| Aim of the exercise |
Below are several entries. Transcribe exactly those lines that fall from the one with "Query: soldier's hand" through the one with "find black combat", end lines included.

[Stored data entries]
--- START ---

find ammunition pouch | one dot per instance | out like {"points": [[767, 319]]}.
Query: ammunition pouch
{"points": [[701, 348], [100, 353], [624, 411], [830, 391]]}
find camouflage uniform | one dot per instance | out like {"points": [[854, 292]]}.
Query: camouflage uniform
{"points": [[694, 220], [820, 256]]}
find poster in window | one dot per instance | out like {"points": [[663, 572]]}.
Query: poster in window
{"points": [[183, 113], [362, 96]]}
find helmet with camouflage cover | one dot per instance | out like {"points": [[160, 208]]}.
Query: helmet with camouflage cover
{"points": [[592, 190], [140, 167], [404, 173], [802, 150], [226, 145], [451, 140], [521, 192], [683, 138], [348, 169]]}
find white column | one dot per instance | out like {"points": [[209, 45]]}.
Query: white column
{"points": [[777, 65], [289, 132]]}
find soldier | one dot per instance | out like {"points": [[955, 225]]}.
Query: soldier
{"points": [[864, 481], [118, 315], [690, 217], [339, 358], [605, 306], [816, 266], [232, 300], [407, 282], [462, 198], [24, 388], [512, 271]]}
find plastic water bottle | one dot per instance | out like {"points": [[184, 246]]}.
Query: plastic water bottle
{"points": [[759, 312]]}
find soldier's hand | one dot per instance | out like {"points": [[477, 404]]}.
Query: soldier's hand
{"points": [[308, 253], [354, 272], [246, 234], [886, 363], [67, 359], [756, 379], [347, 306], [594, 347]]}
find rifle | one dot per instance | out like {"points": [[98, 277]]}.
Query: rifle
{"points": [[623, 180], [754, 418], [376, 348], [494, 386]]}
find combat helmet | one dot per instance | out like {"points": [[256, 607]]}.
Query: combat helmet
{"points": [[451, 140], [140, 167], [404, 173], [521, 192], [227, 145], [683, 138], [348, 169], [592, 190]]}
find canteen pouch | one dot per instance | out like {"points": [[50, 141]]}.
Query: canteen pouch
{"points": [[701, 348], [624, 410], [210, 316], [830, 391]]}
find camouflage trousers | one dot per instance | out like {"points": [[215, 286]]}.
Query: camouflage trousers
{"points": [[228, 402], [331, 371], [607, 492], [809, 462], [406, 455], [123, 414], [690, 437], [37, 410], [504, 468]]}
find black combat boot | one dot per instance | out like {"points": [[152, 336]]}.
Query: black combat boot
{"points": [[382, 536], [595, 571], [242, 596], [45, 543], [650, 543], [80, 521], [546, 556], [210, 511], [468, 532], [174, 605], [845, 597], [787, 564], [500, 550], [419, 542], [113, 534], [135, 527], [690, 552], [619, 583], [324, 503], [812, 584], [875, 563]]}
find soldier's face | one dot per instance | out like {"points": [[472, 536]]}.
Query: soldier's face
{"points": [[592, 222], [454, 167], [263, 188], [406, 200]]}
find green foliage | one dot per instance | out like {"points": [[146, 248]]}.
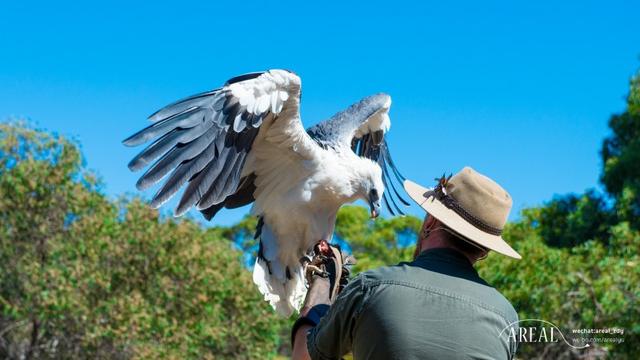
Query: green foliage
{"points": [[621, 156], [571, 220], [86, 277], [379, 242]]}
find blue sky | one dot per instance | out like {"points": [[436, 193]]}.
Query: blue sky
{"points": [[520, 91]]}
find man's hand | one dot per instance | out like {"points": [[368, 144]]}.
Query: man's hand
{"points": [[326, 273]]}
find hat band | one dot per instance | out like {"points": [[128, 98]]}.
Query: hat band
{"points": [[451, 203]]}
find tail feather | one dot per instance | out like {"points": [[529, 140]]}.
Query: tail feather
{"points": [[281, 284]]}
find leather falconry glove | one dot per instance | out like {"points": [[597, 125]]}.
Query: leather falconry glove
{"points": [[327, 273]]}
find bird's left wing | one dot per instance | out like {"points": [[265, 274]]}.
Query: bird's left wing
{"points": [[362, 127], [205, 139]]}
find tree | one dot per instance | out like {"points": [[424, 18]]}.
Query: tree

--- END ---

| Expected output |
Query: soldier's hand
{"points": [[308, 253], [354, 272], [246, 234], [886, 363], [67, 359], [756, 379], [347, 306], [594, 347]]}
find rifle | one dot per instance | out like {"points": [[98, 277]]}.
Query: rifle
{"points": [[623, 180], [754, 418], [376, 348], [494, 386]]}
find combat helmet | one dot per instance | out like {"points": [[256, 607]]}.
Query: combat helmet
{"points": [[451, 140], [140, 167], [404, 173], [521, 192], [227, 145], [683, 138], [348, 169], [592, 190]]}
find canteen pouch | one dot per instance | out like {"points": [[50, 141]]}.
Query: canteen pouch
{"points": [[701, 348], [624, 410], [210, 316], [830, 391]]}
find camouflage trousers | one dot per instance | out like {"points": [[215, 286]]}.
Query: camouflage trousers
{"points": [[228, 402], [331, 371], [607, 492], [809, 462], [406, 455], [123, 414], [690, 437], [37, 410], [504, 468]]}
find black combat boot | one dot per instance | out like {"points": [[152, 336]]}.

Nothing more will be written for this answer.